*PROBLEM TO WORK ON*: Taking the line with "target | pier walkway" as the first and the line with "target | hazy sky" as the last, set down exactly every line in that range from the entries below, and no more.

*THE RECORDS*:
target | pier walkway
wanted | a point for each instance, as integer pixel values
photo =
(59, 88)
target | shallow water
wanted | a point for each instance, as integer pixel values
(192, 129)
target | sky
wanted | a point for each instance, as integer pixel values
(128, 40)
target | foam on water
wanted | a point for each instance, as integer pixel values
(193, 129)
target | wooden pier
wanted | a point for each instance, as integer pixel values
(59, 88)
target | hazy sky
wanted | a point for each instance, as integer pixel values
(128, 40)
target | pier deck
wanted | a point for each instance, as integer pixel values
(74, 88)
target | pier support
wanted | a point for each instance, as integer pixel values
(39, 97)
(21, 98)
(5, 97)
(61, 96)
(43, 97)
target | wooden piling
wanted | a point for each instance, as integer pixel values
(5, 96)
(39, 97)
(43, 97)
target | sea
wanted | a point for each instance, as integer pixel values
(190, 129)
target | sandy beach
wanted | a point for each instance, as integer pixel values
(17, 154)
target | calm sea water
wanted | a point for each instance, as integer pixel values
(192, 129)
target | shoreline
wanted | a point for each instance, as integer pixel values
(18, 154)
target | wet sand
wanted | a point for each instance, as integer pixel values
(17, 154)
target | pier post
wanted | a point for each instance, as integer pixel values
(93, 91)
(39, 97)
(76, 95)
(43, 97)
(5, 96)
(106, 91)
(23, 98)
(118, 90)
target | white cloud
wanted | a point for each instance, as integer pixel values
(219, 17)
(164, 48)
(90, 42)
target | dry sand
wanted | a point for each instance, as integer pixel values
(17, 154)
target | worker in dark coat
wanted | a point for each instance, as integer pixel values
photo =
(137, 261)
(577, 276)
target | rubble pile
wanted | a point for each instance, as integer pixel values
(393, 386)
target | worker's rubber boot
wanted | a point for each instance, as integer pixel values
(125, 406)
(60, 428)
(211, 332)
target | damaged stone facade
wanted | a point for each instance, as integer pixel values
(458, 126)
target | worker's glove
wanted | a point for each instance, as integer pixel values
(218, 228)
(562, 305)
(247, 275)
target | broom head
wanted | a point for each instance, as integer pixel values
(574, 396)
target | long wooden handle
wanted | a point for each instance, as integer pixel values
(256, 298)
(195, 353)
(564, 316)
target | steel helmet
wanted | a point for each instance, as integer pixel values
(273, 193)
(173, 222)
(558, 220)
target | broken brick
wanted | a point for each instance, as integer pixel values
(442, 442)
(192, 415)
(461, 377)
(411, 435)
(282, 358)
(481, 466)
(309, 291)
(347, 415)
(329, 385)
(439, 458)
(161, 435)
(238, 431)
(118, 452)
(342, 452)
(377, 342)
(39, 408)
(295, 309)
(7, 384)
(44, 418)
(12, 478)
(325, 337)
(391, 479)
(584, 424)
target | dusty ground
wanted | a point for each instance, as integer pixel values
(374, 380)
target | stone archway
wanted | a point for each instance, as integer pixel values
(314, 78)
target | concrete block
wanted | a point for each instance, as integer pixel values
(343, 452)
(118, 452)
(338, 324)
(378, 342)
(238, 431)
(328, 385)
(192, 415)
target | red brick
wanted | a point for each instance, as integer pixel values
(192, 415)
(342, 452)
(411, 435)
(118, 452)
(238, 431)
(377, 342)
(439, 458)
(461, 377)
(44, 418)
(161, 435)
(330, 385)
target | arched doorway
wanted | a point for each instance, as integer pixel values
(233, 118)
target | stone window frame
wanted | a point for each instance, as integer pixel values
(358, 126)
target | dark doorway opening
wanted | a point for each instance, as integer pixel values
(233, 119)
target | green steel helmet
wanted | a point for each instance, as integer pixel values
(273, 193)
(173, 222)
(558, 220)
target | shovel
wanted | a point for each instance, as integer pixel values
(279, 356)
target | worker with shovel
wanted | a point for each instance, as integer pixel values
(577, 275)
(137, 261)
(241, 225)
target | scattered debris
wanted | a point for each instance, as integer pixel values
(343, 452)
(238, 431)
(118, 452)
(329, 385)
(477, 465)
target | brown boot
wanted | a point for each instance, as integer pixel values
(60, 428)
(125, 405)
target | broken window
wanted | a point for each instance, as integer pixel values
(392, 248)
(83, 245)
---
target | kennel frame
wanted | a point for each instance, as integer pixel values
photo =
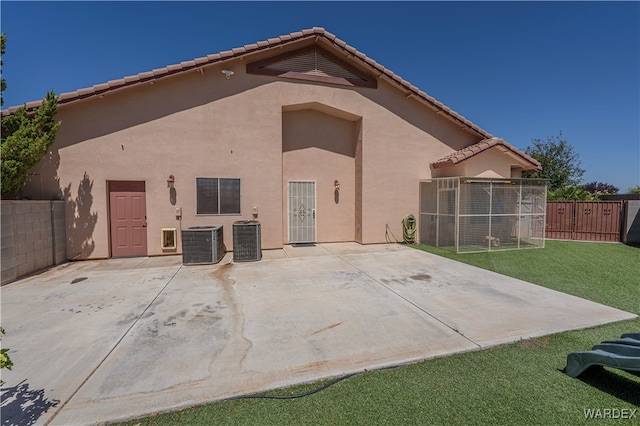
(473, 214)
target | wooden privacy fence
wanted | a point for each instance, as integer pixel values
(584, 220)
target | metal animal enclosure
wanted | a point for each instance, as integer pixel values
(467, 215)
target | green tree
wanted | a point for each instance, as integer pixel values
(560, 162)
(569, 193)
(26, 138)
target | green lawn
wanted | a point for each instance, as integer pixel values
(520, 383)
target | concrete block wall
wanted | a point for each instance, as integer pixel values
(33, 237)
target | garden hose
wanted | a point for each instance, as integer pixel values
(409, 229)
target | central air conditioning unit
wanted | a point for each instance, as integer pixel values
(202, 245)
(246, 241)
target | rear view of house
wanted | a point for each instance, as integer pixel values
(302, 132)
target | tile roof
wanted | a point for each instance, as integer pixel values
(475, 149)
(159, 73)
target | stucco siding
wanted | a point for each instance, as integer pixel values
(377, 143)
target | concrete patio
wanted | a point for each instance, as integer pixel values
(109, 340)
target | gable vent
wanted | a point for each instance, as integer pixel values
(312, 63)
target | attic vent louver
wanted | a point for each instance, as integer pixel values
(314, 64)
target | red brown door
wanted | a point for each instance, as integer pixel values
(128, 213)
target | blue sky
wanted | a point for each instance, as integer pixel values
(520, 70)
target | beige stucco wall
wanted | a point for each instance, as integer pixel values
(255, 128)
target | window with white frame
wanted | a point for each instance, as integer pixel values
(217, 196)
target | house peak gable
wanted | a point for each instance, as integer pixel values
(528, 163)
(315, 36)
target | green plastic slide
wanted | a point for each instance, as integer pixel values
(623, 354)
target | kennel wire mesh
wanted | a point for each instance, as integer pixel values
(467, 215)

*TASK OUTPUT*:
target | pier walkway
wanted | a point for each instance, as integer pixel values
photo =
(59, 88)
target | shallow water
wanted | a point for each instance, as integer pixel values
(192, 129)
target | sky
wanted | a point for each instance, as integer pixel values
(128, 40)
target | foam on water
wanted | a point for each instance, as integer pixel values
(193, 129)
target | wooden pier
wanted | a point for each instance, as integer pixel values
(59, 88)
target | hazy sky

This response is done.